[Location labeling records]

* START *

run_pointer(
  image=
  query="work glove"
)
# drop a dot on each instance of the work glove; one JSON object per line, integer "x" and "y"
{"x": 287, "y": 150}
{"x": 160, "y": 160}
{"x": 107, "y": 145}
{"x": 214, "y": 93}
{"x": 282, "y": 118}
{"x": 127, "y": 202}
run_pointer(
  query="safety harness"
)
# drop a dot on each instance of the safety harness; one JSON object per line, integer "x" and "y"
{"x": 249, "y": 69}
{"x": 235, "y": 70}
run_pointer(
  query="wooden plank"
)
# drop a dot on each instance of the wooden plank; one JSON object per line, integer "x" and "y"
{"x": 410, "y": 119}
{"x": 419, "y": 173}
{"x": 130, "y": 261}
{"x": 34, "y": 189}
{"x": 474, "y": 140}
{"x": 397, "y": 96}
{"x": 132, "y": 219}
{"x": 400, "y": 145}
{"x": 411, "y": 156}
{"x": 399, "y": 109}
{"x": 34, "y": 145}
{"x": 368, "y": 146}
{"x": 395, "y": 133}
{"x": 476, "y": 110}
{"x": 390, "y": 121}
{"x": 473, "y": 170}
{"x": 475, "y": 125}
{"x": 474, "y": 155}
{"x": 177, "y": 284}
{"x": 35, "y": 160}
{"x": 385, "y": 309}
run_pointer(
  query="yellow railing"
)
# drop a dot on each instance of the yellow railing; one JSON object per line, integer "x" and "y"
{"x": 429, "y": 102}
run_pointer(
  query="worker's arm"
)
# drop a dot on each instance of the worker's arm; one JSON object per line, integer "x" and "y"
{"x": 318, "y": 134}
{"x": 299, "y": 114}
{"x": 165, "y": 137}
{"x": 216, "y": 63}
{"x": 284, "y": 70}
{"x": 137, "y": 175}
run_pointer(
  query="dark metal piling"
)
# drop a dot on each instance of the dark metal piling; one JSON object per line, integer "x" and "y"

* END *

Your goal: Reproduce the data, keeping every line exactly the same.

Final result:
run_pointer(
  image=
  query="work glove"
)
# drop a dot on each instance of the work glove; one JSON object per line, integer "x" and "y"
{"x": 287, "y": 150}
{"x": 160, "y": 160}
{"x": 107, "y": 145}
{"x": 214, "y": 93}
{"x": 282, "y": 118}
{"x": 127, "y": 202}
run_pointer(
  query="safety harness"
)
# drop a dot on each instance of the safety harness; one JSON object per line, integer "x" and "y"
{"x": 249, "y": 69}
{"x": 235, "y": 70}
run_pointer(
  query="wooden plank"
)
# drop a dot on each instance of the wooden plank; one JSON object per line, integer "x" and "y"
{"x": 410, "y": 119}
{"x": 419, "y": 173}
{"x": 130, "y": 261}
{"x": 34, "y": 189}
{"x": 474, "y": 140}
{"x": 397, "y": 96}
{"x": 132, "y": 219}
{"x": 400, "y": 145}
{"x": 411, "y": 156}
{"x": 399, "y": 109}
{"x": 34, "y": 145}
{"x": 368, "y": 146}
{"x": 395, "y": 133}
{"x": 476, "y": 110}
{"x": 390, "y": 121}
{"x": 473, "y": 170}
{"x": 475, "y": 125}
{"x": 474, "y": 155}
{"x": 177, "y": 284}
{"x": 35, "y": 160}
{"x": 385, "y": 309}
run_pointer(
  query="yellow railing"
)
# drop a dot on each instance of the yellow railing; one JSON object per line, integer "x" and "y"
{"x": 429, "y": 102}
run_pointer(
  query="worker's arm"
)
# drop a dot on each instance of the worker's arm; one JSON object per line, integer "x" and "y"
{"x": 318, "y": 134}
{"x": 299, "y": 114}
{"x": 165, "y": 137}
{"x": 216, "y": 63}
{"x": 284, "y": 70}
{"x": 137, "y": 175}
run_pointer(
  query="dark metal piling"
)
# drop a dot on each instance of the dark metal piling; one JSON object per line, integer "x" and "y"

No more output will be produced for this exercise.